TASK STATEMENT —
Convert the lines below into a numbered list, starting at the line containing "of the beige" and running through the final line, with any blank lines omitted.

LISTED RECORDS —

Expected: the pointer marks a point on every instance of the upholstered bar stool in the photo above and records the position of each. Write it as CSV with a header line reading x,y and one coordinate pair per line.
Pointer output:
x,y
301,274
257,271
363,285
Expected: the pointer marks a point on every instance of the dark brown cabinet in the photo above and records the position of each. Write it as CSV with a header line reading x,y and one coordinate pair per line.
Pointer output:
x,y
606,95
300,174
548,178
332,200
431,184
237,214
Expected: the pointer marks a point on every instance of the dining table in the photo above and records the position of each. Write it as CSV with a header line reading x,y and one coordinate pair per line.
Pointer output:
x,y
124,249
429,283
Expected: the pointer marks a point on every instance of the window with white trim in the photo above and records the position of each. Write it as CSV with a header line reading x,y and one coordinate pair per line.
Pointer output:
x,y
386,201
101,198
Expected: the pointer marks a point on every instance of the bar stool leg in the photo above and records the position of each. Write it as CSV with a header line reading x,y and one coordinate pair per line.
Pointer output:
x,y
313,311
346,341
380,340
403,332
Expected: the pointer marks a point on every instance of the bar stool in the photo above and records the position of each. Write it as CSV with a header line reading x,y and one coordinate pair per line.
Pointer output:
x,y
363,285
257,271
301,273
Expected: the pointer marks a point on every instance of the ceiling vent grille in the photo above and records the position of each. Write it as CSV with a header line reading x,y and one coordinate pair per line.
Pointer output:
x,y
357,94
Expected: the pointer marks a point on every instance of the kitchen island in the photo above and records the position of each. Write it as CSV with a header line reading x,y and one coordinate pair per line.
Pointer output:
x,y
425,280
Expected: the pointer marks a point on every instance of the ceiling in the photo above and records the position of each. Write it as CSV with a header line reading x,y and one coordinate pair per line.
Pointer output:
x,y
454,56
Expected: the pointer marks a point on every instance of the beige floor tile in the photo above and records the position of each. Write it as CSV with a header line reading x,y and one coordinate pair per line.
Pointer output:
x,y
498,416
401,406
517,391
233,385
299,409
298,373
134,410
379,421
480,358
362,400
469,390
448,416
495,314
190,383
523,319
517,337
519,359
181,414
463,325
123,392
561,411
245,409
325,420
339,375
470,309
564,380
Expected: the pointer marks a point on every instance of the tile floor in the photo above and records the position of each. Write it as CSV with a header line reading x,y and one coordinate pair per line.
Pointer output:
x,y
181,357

EXPECTED ANSWER —
1. Expected: the pointer marks a point on every instance of the beige floor tile in the photo above and records the position of each. Write it as CSV with a header line reading x,y and one coordinate pair per line.
2. Pointer output:
3. x,y
4. 498,416
5. 401,406
6. 517,391
7. 233,385
8. 299,409
9. 298,373
10. 134,410
11. 379,421
12. 480,358
13. 362,400
14. 469,390
15. 448,416
16. 495,314
17. 190,383
18. 523,319
19. 517,337
20. 519,359
21. 181,414
22. 463,325
23. 123,392
24. 561,411
25. 245,409
26. 325,420
27. 339,375
28. 470,309
29. 564,380
30. Expected: the pointer marks a point on every instance of the tile floor in the photo above and records the position of each. Write it as CSV with a header line reading x,y and one coordinate pair per line.
31. Pointer output:
32. x,y
33. 181,357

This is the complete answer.